[Entries taken from a collection]
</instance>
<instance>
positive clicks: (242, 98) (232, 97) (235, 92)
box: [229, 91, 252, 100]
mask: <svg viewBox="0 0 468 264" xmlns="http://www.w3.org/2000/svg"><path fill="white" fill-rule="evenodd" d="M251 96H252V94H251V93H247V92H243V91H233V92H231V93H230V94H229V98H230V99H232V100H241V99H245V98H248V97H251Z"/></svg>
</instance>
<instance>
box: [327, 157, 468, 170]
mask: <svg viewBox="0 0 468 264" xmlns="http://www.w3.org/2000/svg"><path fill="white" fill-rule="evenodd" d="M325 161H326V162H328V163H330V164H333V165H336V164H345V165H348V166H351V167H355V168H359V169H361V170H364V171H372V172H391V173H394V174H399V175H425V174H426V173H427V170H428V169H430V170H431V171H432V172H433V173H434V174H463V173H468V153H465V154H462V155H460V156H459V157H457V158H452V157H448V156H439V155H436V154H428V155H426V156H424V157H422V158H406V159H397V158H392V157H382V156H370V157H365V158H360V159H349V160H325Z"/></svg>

**PROBLEM**
If a line appears above, it belongs in your answer, printed exactly.

**OUTPUT FOR THIS TASK**
</instance>
<instance>
positive clicks: (242, 98) (232, 97) (235, 92)
box: [229, 91, 252, 100]
mask: <svg viewBox="0 0 468 264" xmlns="http://www.w3.org/2000/svg"><path fill="white" fill-rule="evenodd" d="M251 96H252V94H251V93H247V92H243V91H233V92H231V93H230V94H229V98H230V99H232V100H241V99H245V98H248V97H251Z"/></svg>
</instance>
<instance>
box: [327, 157, 468, 170]
mask: <svg viewBox="0 0 468 264" xmlns="http://www.w3.org/2000/svg"><path fill="white" fill-rule="evenodd" d="M325 161H326V162H328V163H330V164H333V165H336V164H345V165H348V166H351V167H355V168H359V169H361V170H364V171H372V172H391V173H394V174H399V175H425V174H426V173H427V170H428V169H430V170H431V171H432V172H433V173H434V174H463V173H468V153H465V154H462V155H460V156H459V157H457V158H452V157H448V156H439V155H436V154H428V155H426V156H424V157H422V158H406V159H397V158H392V157H382V156H370V157H365V158H360V159H349V160H325Z"/></svg>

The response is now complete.